• Work instructions
Please count the lines in the items below that contain the string "distant", treating uppercase and lowercase letters as different, and reply with only that number.

• Materials provided
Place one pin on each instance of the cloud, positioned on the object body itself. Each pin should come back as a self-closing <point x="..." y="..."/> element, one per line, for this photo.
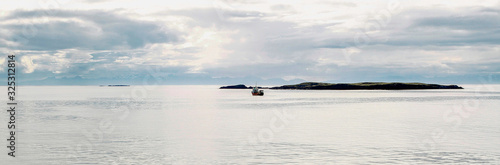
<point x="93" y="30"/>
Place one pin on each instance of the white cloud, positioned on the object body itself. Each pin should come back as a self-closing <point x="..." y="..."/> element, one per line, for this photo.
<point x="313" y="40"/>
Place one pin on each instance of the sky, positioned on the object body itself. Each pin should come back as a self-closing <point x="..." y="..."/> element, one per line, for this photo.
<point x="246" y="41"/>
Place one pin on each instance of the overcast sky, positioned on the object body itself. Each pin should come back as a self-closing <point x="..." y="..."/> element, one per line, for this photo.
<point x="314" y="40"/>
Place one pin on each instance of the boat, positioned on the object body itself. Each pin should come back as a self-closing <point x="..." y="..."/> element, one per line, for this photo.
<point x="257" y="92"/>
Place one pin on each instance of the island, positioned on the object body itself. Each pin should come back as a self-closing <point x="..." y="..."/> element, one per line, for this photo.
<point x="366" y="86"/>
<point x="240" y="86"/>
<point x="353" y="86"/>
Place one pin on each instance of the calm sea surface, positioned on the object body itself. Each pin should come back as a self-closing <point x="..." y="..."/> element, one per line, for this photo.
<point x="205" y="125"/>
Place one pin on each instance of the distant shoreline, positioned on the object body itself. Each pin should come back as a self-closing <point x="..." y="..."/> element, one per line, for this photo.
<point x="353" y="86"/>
* * *
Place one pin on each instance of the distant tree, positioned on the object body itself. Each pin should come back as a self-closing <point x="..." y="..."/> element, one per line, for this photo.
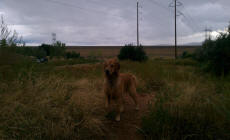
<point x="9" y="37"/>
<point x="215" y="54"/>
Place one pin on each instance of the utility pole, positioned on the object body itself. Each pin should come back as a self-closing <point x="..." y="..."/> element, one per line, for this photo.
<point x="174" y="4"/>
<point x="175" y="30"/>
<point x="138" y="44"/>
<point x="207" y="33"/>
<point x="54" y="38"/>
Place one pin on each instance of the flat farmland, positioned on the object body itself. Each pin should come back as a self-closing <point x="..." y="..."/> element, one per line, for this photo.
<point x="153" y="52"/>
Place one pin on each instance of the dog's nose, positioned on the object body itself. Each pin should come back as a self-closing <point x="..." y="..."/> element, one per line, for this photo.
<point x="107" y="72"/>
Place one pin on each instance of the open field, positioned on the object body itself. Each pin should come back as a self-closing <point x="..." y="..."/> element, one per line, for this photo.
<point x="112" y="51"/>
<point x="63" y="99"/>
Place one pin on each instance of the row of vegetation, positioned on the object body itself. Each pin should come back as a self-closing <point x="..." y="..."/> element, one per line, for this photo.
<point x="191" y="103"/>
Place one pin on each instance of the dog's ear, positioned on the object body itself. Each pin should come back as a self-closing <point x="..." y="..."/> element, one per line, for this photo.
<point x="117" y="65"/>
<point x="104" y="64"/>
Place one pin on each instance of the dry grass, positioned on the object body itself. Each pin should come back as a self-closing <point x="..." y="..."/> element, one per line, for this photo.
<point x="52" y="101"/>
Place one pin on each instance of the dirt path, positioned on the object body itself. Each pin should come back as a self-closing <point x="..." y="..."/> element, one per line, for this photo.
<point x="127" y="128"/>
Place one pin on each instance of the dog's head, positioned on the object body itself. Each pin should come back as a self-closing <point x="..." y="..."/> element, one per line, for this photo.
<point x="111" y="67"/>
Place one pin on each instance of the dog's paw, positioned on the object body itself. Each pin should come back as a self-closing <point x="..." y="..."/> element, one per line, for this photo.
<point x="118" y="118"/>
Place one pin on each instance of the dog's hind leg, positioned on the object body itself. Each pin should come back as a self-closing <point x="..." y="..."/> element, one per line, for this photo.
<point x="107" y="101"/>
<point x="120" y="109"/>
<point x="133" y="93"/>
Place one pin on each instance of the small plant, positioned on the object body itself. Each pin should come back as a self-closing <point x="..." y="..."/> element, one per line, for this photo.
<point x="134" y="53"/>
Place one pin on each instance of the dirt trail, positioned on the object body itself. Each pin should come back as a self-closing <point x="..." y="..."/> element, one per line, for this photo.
---
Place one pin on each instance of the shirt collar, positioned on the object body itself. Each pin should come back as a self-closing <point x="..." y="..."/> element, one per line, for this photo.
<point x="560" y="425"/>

• The answer
2